◆ **Teks Pilihan**:
++++++++++++++++++++

Program Sekolah Rakyat membuka jalan baru bagi Sergio Libert Rawai untuk tetap bersekolah, hidup layak di asrama, dan mengejar cita-cita tanpa harus berburu ke hutan.
Wajah Sergio tampak serius menatap gunung yang menjulang tinggi di arah timur Sekolah Rakyat Menengah Atas (SRMA) 29 Jayapura, Papua. Dari jendela kelas 10 C di lantai 2, ia mencoba melepas sejenak kerinduan terhadap kampung halaman dan orang-orang tercinta.
“Gunung itu mirip gunung Rawai di rumah,” ujarnya dalam keterangan tertulis, Minggu (28/12/2025).
Sergio menunjukkan nama lengkap yang tercetak di dada seragam putihnya. Nama gunung yang disebut Sergio sama persis dengan nama akhirnya.
“Rawai nama marga saya,” lanjutnya.
Rasa rindu menyelimuti hati Sergio setelah lebih dari lima bulan tinggal di asrama SRMA 29 Jayapura yang berlokasi di Balai Besar Pendidikan dan Pelatihan Kesejahteraan Sosial (BBPPKS) Jayapura tanpa pulang. Kampung halamannya di Ambaidiru, Serui, Kabupaten Kepulauan Yapen, berjarak sekitar 584 kilometer dari Jayapura.
“Naik kapal berangkat pagi sampai pagi lagi,” tuturnya.
Perjalanan laut dari Jayapura ke Serui membutuhkan waktu sekitar 29 jam 20 menit. Setelah itu, perjalanan masih berlanjut sekitar tiga jam dengan kendaraan darat menuju Kampung Ambaidiru, tempat Sergio dibesarkan.
Terancam Putus Sekolah
Babak baru kehidupan Sergio sebagai siswa SRMA 29 Jayapura bermula ketika seorang pendamping Program Keluarga Harapan (PKH) dari Kementerian Sosial (Kemensos) datang ke rumahnya dan menawarkan kesempatan melanjutkan pendidikan di Sekolah Rakyat.

++++++++++++++++++++

◆ **Bagian Latihan**:
(A) Ubah bagian teks tentang Sergio yang dimulai dari kata "Program Sekolah Rakyat" dan berhenti setelah "berburu ke hutan.", dengan mengganti "cita-cita" menjadi "impian".
(B) Ringkaslah paragraf dalam teks tentang Sergio yang diawali "Rasa rindu menyelimuti hati Sergio" tanpa menghilangkan fakta pokoknya.
Daftar berikut tidak berhubungan dengan teks tentang Sergio.

[Entri Tersimpan]

++++++++++++++++++++

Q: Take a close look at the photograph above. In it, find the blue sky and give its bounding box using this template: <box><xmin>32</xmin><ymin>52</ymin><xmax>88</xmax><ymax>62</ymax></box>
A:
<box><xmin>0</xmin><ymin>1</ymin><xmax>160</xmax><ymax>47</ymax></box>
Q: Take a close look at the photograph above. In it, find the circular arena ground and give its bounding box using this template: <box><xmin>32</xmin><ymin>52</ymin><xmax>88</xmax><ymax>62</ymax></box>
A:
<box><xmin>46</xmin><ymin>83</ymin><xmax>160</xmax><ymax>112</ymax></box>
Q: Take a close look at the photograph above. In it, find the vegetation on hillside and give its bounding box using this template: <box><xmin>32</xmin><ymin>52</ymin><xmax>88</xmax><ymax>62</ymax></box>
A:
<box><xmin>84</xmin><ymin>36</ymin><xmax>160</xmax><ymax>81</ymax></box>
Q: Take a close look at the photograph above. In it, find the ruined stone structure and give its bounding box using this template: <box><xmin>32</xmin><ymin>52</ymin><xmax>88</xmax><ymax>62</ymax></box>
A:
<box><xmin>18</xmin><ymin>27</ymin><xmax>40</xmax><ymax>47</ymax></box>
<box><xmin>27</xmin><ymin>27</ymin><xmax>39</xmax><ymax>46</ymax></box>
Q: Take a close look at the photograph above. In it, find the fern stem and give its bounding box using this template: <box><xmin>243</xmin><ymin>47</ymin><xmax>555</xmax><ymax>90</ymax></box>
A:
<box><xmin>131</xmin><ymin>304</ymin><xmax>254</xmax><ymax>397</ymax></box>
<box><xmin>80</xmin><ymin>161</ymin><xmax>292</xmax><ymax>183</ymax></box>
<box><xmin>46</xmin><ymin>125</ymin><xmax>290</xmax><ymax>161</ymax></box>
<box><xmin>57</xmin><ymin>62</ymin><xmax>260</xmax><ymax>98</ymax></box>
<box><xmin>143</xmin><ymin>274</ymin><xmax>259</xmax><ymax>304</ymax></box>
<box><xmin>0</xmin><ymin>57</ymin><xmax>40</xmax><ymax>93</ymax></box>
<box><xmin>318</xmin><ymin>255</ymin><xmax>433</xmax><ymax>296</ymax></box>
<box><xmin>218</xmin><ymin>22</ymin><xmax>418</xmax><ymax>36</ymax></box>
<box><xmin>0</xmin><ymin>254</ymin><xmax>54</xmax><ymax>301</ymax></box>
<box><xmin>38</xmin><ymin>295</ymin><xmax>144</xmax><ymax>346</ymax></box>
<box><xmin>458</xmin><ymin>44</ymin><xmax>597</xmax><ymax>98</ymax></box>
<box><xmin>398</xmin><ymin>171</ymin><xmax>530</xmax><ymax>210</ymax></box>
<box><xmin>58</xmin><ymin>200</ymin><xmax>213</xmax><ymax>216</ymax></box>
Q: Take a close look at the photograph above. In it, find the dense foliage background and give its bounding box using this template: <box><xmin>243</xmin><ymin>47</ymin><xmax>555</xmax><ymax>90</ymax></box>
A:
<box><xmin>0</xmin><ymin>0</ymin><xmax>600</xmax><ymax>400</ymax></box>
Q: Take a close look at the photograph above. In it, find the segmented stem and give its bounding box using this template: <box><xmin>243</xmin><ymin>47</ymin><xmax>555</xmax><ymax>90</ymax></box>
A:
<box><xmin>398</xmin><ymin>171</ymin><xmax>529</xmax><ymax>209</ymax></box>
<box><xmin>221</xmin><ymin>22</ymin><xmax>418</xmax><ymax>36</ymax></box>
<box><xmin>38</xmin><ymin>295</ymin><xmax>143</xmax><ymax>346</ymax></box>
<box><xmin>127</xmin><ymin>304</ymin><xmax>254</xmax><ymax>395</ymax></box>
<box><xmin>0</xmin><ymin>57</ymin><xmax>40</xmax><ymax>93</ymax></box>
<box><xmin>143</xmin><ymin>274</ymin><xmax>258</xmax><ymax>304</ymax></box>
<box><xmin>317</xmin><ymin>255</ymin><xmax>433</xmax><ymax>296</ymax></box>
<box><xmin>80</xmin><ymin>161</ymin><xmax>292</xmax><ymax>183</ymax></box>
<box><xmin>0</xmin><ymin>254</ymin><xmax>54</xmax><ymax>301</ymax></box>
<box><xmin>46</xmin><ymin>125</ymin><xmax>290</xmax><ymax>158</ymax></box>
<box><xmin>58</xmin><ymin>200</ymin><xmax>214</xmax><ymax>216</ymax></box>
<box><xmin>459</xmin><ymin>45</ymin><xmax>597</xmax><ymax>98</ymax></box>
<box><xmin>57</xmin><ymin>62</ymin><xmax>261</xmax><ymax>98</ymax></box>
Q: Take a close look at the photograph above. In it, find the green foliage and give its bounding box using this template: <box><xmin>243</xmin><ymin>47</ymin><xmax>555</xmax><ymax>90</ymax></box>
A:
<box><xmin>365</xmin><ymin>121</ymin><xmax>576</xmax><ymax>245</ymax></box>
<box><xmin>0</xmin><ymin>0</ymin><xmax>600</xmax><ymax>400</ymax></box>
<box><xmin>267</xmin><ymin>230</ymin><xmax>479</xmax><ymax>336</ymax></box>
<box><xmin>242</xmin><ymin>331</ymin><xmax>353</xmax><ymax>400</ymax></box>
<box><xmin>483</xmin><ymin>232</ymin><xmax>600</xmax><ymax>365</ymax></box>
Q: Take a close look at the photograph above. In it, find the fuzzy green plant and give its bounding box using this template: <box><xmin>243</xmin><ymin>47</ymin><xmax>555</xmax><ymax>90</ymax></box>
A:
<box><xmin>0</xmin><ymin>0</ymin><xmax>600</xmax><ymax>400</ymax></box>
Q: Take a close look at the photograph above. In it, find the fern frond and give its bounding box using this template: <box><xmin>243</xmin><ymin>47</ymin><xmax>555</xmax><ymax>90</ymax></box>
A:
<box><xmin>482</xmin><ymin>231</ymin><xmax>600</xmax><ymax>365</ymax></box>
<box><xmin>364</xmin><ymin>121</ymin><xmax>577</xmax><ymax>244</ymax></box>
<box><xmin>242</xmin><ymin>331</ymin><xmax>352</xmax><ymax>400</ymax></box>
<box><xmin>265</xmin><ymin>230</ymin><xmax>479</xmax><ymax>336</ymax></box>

++++++++++++++++++++

◆ **Pembahasan Jawaban**:
(A)
Program Sekolah Rakyat membuka jalan baru bagi Sergio Libert Rawai untuk tetap bersekolah, hidup layak di asrama, dan mengejar impian tanpa harus berburu ke hutan.

(B) Sergio rindu kampung halaman setelah lebih dari lima bulan tinggal tanpa pulang di asrama SRMA 29 Jayapura, yang berlokasi di BBPPKS Jayapura. Kampungnya di Ambaidiru, Serui, Kabupaten Kepulauan Yapen, berjarak sekitar 584 kilometer dari Jayapura.